══ Selected text
Updated on January 9, 2014

 Hello, kids. I was online yesterday looking at a particular website's section for advertising and requesting tutoring. This one ad, seemingly placed by a parent of a child, twice misused the word "their." In its place, was 'there.' This is one of the most common writing mistakes. I know many people on here have published on the topic, so I beg your indulgence as I hopefully will help someone out there with one of my pet peeves.

Let's start with the words already referenced: their, there, they're.

"Their" is always a possessive pronoun (for more, see "Mines" is Not a Possessive Pronoun). If two or more people own something, this is the word to choose if it appears before the noun.

Alicia and Meg took their daughters to the pool.

"There" refers to a place (Look over there!) or functions as a lead-in to a sentence, in essence still referring to a place. Let's keep Alicia and Meg with us.

Meg set up her chair over there by the table, but Alicia set up her chair over there to get better sun. Their kids are playing over there in the shallow end. (Don't worry. They're being supervised.)

The "they're" here (or would it be there?) means 'They are,' with "they" referring to Rose and Iris. I think I should go swimming today, but I must do some writing first.

I will move on to some of the more common mistakes I have seen.

"Accept" and "except" is one common pair. Forgive my cheesy sentences for remembering these. I received mostly B's on my report card. I accept that I am just not an A student but not quite a C student.... Invite everyone except my ex. Accept means to receive or admit; except means to make an exception.

When you "affect" someone (notice the A), you make an Action that changes them. The rEsult (intentional E) of your action is the "effect." My words affect you. As a result, the effect is hopefully positive.

"Conscience" and "conscious" seem to be killers. Conscience refers to a sense of right or wrong. Conscious means to be awake and/or aware of one's surroundings. Because I was not conscious to his reasoning, I thought he had no conscience.

"Everyday" and "every day"... oh, the difference a space makes. I'll reverse this one. If something is done daily, it is done every (each) day. If it refers to an ordinary object or occurrence, 'everyday' is used. I write every day. It's an everyday habit. Also, consider this. 'Every day' is connected in thought to an action; everyday is connected in thought to an object.
════
══ Provided data
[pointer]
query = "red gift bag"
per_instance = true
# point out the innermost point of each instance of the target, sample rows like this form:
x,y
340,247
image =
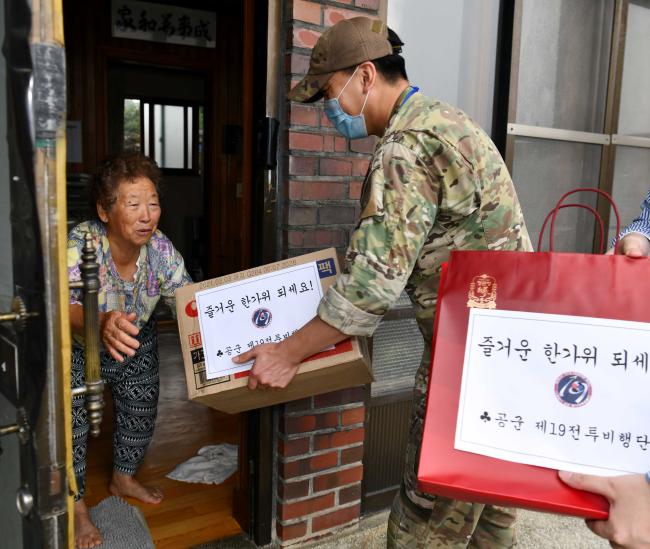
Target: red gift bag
x,y
612,287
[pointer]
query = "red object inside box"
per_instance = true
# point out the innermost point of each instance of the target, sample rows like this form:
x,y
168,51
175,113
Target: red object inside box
x,y
559,283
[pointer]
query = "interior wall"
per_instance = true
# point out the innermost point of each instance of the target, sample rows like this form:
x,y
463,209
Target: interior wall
x,y
456,64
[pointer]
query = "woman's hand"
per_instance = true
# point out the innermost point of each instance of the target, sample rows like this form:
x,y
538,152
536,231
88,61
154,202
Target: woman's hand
x,y
117,331
633,245
628,525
════
Summarize the lesson on commonly confused words in two sentences. The data plays no part in this work.

Prompted by an online tutoring ad that twice used "there" in place of "their," the writer explains common word mix-ups, beginning with "their" as a possessive pronoun, "there" as a place or a lead-in to a sentence, and "they're" as "they are." The lesson then separates "accept" (to receive or admit) from "except" (to make an exception), "affect" (an action) from "effect" (its result), "conscience" (a sense of right or wrong) from "conscious" (awake or aware), and "every day" (tied to an action) from "everyday" (ordinary, tied to an object).